(SET OF TASKS):
1) In the forum post about exhaust octave overtones, reproduce word for word the passage starting with "What I would" and going on through "in the exhaust?".
2) Render this sentence from the forum post about exhaust octave overtones into French: "I've asked this question all over car forums and have never been able to get an answer."
3) In the forum post about exhaust octave overtones, what sounds on top of the main exhaust pitch when "octave overtones" are present?

(DOCUMENT TEXT):
----------

Apologies for REALLY long post! Also for being slightly OT - hence why it's in the car audio forum...

This is a subject that I have been researching and pondering for years and finding information and people knowledgeable on the subject has proven impossible! I've asked this question all over car forums and have never been able to get an answer. I've tried looking for various books on the subject - same problem. Then I thought - "an audio website! Surely someone there would know??" Let's hope so!

What I would like to know is – why and how some cars with the exact same engine (or engine configuration) can have what I call “octave overtones” in the exhaust?

To explain what I mean by “octave overtones” – basically you have the main exhaust pitch (as in, “note” of sound), and then on top of this, you have another note sounding an octave above. In addition to this, you might have some other undertones or overtones. These under/overtones are always fixed and present in every engine configuration, which is obviously why a straight 6 sounds basically the same as another straight 6, and a Ferrari flat-plane crank V8 sounds basically the same as another Ferrari V8. On top of these overtones, you may have “octave overtones”.

----------

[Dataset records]
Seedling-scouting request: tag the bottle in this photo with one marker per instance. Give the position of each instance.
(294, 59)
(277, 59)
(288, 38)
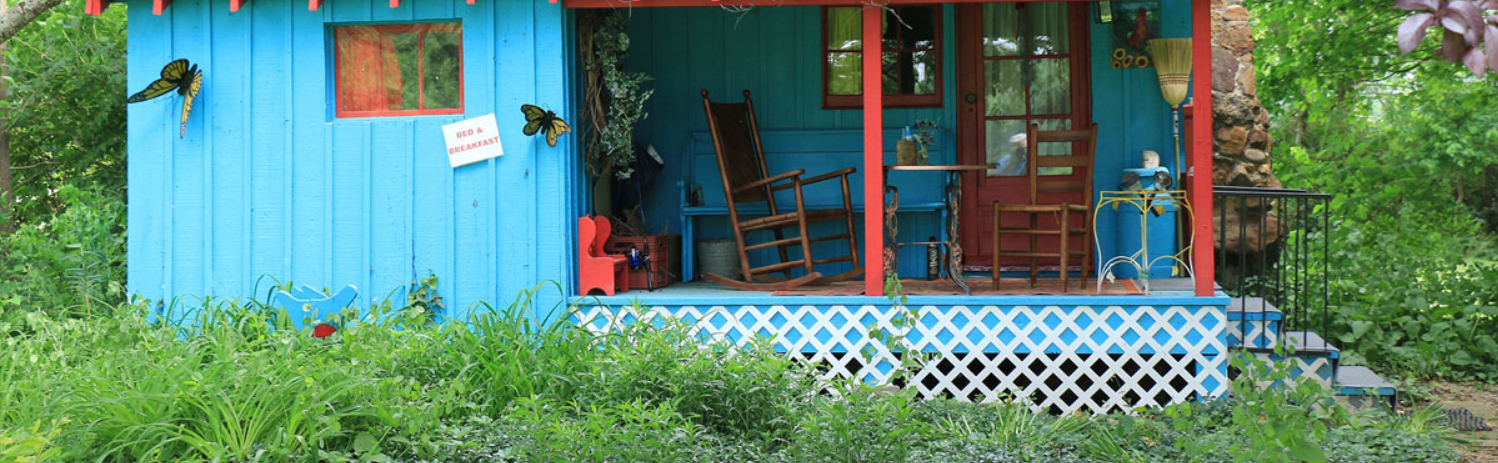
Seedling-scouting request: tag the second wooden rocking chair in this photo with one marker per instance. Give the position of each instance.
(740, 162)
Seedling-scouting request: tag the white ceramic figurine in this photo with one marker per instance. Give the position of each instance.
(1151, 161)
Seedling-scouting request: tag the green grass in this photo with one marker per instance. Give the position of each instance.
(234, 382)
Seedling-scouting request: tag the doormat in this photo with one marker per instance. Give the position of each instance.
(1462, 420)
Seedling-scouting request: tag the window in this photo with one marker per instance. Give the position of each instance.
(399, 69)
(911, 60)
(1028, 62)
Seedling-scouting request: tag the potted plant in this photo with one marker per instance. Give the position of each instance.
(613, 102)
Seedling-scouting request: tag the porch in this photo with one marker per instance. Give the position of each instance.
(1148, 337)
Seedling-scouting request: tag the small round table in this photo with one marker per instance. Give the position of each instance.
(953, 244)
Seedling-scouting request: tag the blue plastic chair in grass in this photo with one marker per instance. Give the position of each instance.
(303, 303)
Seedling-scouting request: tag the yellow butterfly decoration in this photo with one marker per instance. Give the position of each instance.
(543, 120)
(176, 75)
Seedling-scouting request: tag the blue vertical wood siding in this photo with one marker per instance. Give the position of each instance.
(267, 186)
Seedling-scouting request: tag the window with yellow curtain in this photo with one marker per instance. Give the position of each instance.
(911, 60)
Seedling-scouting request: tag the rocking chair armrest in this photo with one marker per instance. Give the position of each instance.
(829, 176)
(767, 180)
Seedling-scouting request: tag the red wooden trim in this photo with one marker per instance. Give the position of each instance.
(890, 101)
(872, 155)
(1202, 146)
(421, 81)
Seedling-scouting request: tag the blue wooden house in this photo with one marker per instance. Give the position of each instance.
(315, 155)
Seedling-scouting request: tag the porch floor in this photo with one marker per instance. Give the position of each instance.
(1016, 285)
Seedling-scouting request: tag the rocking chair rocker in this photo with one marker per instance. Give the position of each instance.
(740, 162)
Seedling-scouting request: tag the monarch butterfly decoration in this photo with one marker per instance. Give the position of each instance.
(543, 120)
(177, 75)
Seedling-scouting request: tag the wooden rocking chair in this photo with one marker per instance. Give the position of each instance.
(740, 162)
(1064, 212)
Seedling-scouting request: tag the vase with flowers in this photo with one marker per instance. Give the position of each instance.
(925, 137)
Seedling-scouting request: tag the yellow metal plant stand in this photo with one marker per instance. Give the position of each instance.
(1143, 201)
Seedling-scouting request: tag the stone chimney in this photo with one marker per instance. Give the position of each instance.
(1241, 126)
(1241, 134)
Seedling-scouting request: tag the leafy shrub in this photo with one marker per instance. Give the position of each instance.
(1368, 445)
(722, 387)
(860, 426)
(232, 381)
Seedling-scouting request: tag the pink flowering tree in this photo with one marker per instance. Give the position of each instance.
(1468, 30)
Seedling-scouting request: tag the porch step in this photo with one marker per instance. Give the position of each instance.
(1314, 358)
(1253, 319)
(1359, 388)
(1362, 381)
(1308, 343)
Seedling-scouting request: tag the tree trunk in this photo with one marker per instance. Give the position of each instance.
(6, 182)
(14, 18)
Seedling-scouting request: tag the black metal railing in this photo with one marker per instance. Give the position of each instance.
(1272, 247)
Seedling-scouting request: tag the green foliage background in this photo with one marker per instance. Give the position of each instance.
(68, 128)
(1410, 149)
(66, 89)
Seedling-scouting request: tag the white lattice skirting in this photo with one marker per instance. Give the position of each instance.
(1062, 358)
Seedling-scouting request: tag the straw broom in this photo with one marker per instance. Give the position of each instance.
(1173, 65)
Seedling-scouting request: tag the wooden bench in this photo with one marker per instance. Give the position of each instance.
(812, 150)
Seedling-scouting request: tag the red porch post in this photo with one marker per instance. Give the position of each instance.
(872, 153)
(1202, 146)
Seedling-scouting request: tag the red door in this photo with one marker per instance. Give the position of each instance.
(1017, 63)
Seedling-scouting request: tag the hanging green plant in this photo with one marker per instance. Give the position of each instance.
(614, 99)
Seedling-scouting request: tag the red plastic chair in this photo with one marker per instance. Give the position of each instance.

----------

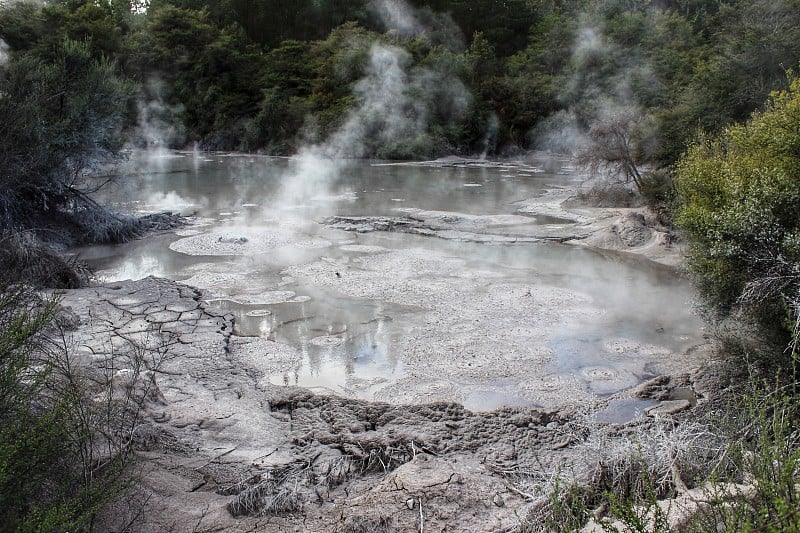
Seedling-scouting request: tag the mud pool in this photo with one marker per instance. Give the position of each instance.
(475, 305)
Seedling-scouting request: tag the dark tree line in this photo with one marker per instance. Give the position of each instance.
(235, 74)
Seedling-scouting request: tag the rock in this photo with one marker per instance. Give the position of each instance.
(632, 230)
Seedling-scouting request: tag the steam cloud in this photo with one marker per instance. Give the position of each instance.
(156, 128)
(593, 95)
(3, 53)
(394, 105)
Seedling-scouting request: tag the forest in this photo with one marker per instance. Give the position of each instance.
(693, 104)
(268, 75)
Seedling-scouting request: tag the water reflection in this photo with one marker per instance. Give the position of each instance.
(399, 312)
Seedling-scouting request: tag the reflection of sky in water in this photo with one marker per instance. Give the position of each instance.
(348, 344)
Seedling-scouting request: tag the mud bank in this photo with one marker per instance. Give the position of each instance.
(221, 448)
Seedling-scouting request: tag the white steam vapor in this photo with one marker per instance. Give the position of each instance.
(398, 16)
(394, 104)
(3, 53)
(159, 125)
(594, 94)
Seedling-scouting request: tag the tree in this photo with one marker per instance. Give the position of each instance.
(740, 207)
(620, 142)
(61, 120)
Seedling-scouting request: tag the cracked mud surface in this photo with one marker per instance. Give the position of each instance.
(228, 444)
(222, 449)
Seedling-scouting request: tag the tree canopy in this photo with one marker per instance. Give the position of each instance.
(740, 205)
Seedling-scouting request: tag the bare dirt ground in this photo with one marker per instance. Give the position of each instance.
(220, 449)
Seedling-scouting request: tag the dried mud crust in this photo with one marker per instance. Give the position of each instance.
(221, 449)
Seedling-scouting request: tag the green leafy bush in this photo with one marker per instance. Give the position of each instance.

----------

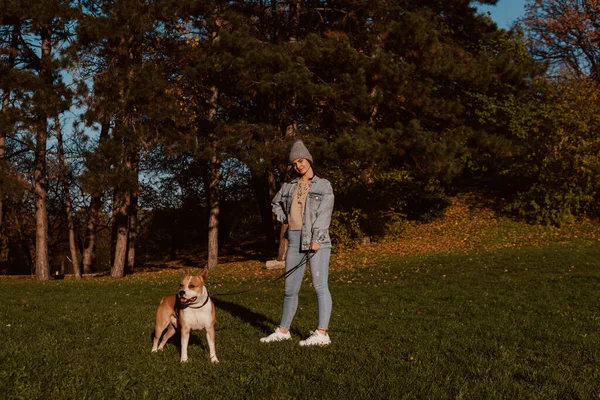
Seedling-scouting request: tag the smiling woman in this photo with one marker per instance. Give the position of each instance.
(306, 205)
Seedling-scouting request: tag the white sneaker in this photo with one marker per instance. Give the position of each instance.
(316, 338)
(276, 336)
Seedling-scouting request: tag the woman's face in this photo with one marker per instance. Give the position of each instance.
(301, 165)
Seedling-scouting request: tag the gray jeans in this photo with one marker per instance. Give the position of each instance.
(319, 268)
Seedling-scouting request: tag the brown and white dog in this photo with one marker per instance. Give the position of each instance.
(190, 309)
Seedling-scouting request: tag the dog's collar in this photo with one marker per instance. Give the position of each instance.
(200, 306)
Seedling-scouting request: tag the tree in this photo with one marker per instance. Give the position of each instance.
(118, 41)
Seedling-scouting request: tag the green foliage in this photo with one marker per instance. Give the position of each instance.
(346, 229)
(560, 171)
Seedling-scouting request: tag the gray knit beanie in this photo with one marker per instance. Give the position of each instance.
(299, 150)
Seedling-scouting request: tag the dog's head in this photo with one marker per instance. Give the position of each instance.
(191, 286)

----------

(ANSWERS TO THE PROBLEMS):
1)
What I would like to know is – why and how some cars with the exact same engine (or engine configuration) can have what I call “octave overtones” in the exhaust?

2) J'ai posé cette question sur de nombreux forums automobiles et je n'ai jamais pu obtenir de réponse.

3) Another note sounding an octave above the main pitch.